- DATA -
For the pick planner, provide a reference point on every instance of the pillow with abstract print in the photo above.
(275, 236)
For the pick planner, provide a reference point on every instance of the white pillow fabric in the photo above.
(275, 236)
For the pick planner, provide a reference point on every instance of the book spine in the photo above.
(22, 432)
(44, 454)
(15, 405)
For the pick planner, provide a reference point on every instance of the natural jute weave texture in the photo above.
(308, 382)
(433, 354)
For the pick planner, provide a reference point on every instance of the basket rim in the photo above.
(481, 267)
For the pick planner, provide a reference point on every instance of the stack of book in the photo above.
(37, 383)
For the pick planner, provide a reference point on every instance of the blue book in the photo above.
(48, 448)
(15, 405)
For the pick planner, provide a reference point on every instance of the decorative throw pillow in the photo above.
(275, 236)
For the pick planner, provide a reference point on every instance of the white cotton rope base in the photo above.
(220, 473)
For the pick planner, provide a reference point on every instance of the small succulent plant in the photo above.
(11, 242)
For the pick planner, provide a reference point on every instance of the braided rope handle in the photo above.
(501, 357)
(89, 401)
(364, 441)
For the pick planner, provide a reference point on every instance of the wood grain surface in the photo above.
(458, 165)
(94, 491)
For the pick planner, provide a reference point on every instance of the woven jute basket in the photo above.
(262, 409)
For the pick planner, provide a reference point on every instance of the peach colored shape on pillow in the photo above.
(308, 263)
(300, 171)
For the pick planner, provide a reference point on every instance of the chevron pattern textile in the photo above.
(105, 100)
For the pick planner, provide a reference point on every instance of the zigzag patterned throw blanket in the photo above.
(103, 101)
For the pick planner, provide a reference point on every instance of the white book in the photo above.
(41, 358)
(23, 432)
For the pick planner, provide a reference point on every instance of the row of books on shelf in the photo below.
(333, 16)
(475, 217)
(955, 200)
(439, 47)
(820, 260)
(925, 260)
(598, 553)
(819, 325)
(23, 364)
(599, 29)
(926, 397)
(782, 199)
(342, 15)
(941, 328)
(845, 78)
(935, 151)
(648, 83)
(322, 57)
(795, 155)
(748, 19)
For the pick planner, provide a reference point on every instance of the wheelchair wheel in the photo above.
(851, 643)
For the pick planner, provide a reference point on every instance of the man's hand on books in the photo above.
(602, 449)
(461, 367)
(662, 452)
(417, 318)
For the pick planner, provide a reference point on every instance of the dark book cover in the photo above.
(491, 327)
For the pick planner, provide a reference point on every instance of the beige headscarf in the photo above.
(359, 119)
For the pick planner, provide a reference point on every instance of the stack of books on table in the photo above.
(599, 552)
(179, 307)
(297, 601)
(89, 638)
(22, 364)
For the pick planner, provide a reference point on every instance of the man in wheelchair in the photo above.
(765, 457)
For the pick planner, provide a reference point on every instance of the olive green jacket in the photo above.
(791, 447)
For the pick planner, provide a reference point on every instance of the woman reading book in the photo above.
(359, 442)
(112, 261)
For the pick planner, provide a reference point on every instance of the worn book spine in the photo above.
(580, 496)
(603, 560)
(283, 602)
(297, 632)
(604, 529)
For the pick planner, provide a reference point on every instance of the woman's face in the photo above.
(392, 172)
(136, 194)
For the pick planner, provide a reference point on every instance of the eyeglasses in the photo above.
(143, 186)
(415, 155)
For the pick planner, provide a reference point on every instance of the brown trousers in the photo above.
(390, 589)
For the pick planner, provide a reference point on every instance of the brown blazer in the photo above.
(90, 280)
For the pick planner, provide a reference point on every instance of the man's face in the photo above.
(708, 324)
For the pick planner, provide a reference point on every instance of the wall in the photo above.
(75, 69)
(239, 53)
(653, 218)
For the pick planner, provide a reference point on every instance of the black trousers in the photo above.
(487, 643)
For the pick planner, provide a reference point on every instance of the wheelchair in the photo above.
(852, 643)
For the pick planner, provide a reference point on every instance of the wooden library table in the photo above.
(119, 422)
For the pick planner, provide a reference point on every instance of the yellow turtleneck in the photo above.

- WHAT YOU HAVE TO DO -
Convert all the rows above into a JSON list of strings with one string per line, omitting any blank lines.

- COMPLETED EXERCISE -
[
  "For the pick planner, provide a reference point on every instance of the pillow with abstract print in the photo above.",
  "(275, 236)",
  "For the pick planner, provide a reference point on every instance of the white pillow fabric in the photo above.",
  "(275, 236)",
  "For the pick planner, provide a reference point on every instance of the book spine in the photo above.",
  "(22, 432)",
  "(44, 454)",
  "(15, 405)",
  "For the pick planner, provide a reference point on every instance of the natural jute weave texture in the photo above.",
  "(308, 382)",
  "(433, 354)",
  "For the pick planner, provide a reference point on every instance of the basket rim in the photo above.",
  "(481, 267)",
  "For the pick planner, provide a reference point on every instance of the stack of book in the photo above.",
  "(37, 383)",
  "For the pick planner, provide a reference point on every instance of the blue book in the photo above.",
  "(48, 448)",
  "(15, 405)",
  "For the pick planner, provide a reference point on every instance of the decorative throw pillow in the photo above.",
  "(275, 236)",
  "For the pick planner, provide a reference point on every instance of the white cotton rope base in the photo above.",
  "(220, 473)",
  "For the pick planner, provide a reference point on every instance of the small succulent plant in the photo above.",
  "(11, 242)",
  "For the pick planner, provide a reference point on every instance of the braided rope handle in the photo above.",
  "(501, 357)",
  "(89, 401)",
  "(364, 441)",
  "For the pick planner, provide a reference point on every instance of the wood grain surface in the photo above.",
  "(458, 165)",
  "(94, 491)",
  "For the pick planner, provide a reference point on every instance of the woven jute basket in the photo above.",
  "(262, 409)",
  "For the pick planner, provide a reference point on every instance of the peach colored shape on pillow in the photo above.",
  "(308, 263)",
  "(300, 171)",
  "For the pick planner, provide a reference point on every instance of the chevron pattern textile in the photo above.",
  "(105, 100)",
  "For the pick planner, provide a reference point on every instance of the zigzag patterned throw blanket in the photo above.",
  "(103, 101)",
  "For the pick planner, provide a reference point on every instance of the white book in the photo above.",
  "(41, 358)",
  "(23, 432)",
  "For the pick planner, provide a reference point on every instance of the row of books on shelf in the photo below.",
  "(333, 16)",
  "(475, 217)",
  "(955, 200)",
  "(439, 47)",
  "(820, 260)",
  "(925, 260)",
  "(598, 553)",
  "(819, 325)",
  "(23, 364)",
  "(599, 29)",
  "(926, 397)",
  "(782, 199)",
  "(342, 15)",
  "(941, 328)",
  "(845, 78)",
  "(935, 151)",
  "(648, 83)",
  "(322, 57)",
  "(795, 155)",
  "(748, 19)",
  "For the pick planner, provide a reference point on every instance of the wheelchair wheel in the photo above.",
  "(851, 643)",
  "For the pick planner, provide a reference point on every instance of the man's hand on books in the photo above.",
  "(602, 449)",
  "(461, 367)",
  "(662, 452)",
  "(417, 318)",
  "For the pick planner, provide a reference point on every instance of the dark book cover in the photo above.",
  "(491, 327)",
  "For the pick planner, provide a reference point on every instance of the beige headscarf in the photo above.",
  "(359, 119)",
  "For the pick planner, provide a reference point on every instance of the stack of books on table in the photo above.",
  "(599, 552)",
  "(179, 307)",
  "(297, 601)",
  "(89, 638)",
  "(22, 364)",
  "For the pick planner, provide a reference point on every instance of the man in wheelchair in the photo above.",
  "(765, 457)",
  "For the pick planner, provide a reference point on every instance of the olive green jacket in the photo above.",
  "(791, 447)",
  "For the pick planner, provide a reference point on every instance of the woman reading book in the photo above.",
  "(359, 442)",
  "(112, 261)",
  "For the pick planner, provide a reference point on every instance of the worn book spine in the photo above.",
  "(580, 496)",
  "(603, 560)",
  "(283, 602)",
  "(297, 632)",
  "(604, 529)",
  "For the pick planner, provide a reference point on every instance of the woman's face in the photo above.",
  "(392, 172)",
  "(136, 194)",
  "For the pick planner, provide a reference point on every instance of the eyeglasses in the photo above.",
  "(143, 186)",
  "(415, 155)",
  "For the pick planner, provide a reference point on every instance of the brown trousers in the photo above.",
  "(390, 589)",
  "For the pick planner, provide a reference point on every instance of the brown blazer in the photo above.",
  "(90, 280)",
  "For the pick planner, provide a reference point on every instance of the man's face in the photo above.",
  "(708, 324)",
  "For the pick planner, provide a reference point on every instance of the wall in the photo above.",
  "(75, 69)",
  "(239, 53)",
  "(653, 218)",
  "For the pick planner, provide a reference point on every instance of the black trousers in the photo above.",
  "(487, 643)",
  "For the pick planner, provide a reference point on every instance of the wheelchair in the photo above.",
  "(852, 643)",
  "For the pick planner, provide a reference point on every instance of the wooden library table in the photo above.",
  "(119, 422)",
  "For the pick planner, provide a reference point on every instance of the yellow turtleneck in the photo above."
]